PROBLEM DETAILS :: The data beneath this task has to be reprinted character for character.

[Start of Attachment]

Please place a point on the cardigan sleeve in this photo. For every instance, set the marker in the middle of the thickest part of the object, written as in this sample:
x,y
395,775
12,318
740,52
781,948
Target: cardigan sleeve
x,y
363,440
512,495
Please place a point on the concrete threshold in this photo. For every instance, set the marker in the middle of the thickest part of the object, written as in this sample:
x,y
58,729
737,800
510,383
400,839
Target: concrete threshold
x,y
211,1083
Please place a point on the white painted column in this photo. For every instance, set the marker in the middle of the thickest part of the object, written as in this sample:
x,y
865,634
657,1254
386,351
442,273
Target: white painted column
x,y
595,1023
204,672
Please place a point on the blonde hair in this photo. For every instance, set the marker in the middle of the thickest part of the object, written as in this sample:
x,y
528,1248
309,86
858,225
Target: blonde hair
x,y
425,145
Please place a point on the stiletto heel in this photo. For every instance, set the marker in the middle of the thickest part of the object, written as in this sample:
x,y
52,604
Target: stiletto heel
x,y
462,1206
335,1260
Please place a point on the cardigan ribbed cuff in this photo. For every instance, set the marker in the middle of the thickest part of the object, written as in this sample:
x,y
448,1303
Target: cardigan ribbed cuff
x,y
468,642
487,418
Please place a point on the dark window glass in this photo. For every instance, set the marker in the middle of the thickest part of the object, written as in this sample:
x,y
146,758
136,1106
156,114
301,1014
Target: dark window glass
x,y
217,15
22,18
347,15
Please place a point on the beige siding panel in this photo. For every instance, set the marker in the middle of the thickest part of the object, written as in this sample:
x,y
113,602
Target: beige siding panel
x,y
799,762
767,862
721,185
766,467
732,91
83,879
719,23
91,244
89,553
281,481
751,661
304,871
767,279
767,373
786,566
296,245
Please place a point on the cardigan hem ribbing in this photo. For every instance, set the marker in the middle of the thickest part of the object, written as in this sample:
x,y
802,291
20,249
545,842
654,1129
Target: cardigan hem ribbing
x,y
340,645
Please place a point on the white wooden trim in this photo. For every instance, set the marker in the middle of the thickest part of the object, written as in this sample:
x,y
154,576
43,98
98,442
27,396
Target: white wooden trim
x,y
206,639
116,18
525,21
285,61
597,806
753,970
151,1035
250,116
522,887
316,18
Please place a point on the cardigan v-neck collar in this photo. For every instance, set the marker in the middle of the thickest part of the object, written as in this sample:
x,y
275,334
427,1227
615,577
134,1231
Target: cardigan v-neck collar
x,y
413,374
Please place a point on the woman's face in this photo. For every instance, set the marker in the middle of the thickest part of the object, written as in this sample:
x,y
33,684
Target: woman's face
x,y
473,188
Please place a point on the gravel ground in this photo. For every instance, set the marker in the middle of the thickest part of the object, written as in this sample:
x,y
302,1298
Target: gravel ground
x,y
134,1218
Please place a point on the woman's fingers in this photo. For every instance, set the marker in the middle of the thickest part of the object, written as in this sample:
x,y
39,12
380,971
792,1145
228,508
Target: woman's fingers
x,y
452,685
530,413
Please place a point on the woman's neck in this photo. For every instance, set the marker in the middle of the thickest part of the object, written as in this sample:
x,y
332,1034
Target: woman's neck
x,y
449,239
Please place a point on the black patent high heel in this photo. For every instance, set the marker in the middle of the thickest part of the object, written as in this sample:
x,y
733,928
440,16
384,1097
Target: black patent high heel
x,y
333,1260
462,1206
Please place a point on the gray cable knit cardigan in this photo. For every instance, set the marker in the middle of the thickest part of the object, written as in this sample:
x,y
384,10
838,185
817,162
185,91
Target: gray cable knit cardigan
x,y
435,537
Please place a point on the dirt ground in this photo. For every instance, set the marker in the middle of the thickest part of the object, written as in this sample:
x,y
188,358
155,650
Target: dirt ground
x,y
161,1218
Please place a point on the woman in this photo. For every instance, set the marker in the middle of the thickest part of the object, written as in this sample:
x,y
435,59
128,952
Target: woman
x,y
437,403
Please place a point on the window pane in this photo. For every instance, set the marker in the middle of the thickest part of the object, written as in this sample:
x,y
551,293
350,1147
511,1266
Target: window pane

[End of Attachment]

RESULT ::
Please place a point on the cardigan sleeve in this photo. For every instance, set the marker in the middle of the thickest part of the object, written as in this sample:
x,y
395,775
12,318
740,52
781,948
Target: cardigan sleeve
x,y
363,440
512,495
Please place a point on the concrete threshold in this photo. For every instance, set the marker in the middle of the thickest part of the object, written as in this sample:
x,y
58,729
737,800
510,383
400,839
Target: concrete threshold
x,y
211,1083
Please place a point on the white painted column in this photo. For every instance, set the marker in the middle of the thickest part of the object, written as in this sample:
x,y
865,634
657,1254
386,351
442,273
Target: white painted column
x,y
595,1023
204,672
Please place a point on the blonde hair in this photo. For every instance, set the marker in the middle of the thickest part of the object, written as in this sample:
x,y
528,1248
309,86
858,225
Target: blonde hair
x,y
425,145
Please place a point on the stiletto heel in this photo. For every instance, set the marker in the middle of the thickest part of the object, written as in this sample:
x,y
52,604
Target: stiletto heel
x,y
462,1206
335,1260
Please place a point on the cardigan ribbed cuff in this photo. For every instance, set the marker in the middle of the thickest part of the object, written as in this sample:
x,y
448,1303
Target: cardigan ribbed cuff
x,y
468,642
487,418
Please place a point on the dark window glass in this photo. For every instance, set the marker in the middle of the thickest part of the object, written as in this sample:
x,y
146,758
136,1106
156,114
301,1014
Target: dark window glass
x,y
217,15
22,18
347,15
Please place a point on the beige siding panel in this photo. For every instance, set the marker in the middle of the thickest part of the object, written as in this sample:
x,y
113,602
Target: beige siding panel
x,y
799,762
767,862
721,185
766,467
732,91
83,879
719,23
91,244
89,553
281,481
751,661
304,871
767,279
767,373
786,566
296,245
Please place a point on the cardigan hem ribbing in this photo. For every instance, set the marker in the middle of the thickest part of the object, written as in this sample:
x,y
802,291
20,249
545,842
654,1129
Target: cardigan hem ribbing
x,y
340,645
Please place a point on the white wooden trim in this photo. For every instance, set the marker in the middle of the thickest part of the object, written as in this sample:
x,y
154,576
43,98
98,442
27,396
Target: white wooden trim
x,y
206,639
116,18
525,21
285,61
597,806
753,970
151,1035
250,116
522,887
316,18
Please place a point on the cardigan v-neck collar in this photo. For every instance, set the marker in the middle of the thickest part of the object, written as in this sample:
x,y
275,334
427,1227
615,577
134,1231
Target: cardigan v-neck collar
x,y
413,374
Please place a point on the woman's face in this photo. For every instance, set the marker in the middle of the thickest part of the object, written as in this sample:
x,y
33,684
Target: woman's face
x,y
473,188
Please place a point on the gravel ground in this photo. For every instance, set the marker in the middle of the thickest part of the object, written as in this sample:
x,y
302,1298
Target: gravel ground
x,y
134,1218
Please place a point on the woman's fingers in this photo. For every instance, set the marker in the middle of the thickest part of the object, written as in this sample:
x,y
39,12
380,971
792,1145
228,508
Target: woman's fingers
x,y
452,685
530,413
Please place a point on the woman's neck in this photo. For every instance, set the marker in the middle of the thickest part of the object, written as in this sample:
x,y
332,1034
Target: woman's neck
x,y
449,239
Please place a point on the black patent high heel in this photo. For every instance, set the marker in the middle of the thickest part of the object, written as in this sample:
x,y
733,928
440,16
384,1097
Target: black patent high heel
x,y
333,1260
462,1206
Please place a point on the gray cable knit cardigan in this photo. For every instance, set the marker in the middle of the thickest part of the object, written as in this sample:
x,y
384,10
838,185
817,162
185,91
Target: gray cable knit cardigan
x,y
435,537
Please place a point on the dirt ground in this photo. For every instance, set the marker in the middle of the thickest part of the object, written as in this sample:
x,y
188,358
155,650
Target: dirt ground
x,y
161,1218
Please place a point on the woman in this photo. For every instance, set the marker in the middle of the thickest part of the object, written as in this sample:
x,y
435,59
128,952
Target: woman
x,y
437,403
Please place a point on the window pane in this photo. For every instance, set the marker in the middle of the thickest part of the object, written as in this sample:
x,y
551,293
350,1147
511,1266
Target: window pane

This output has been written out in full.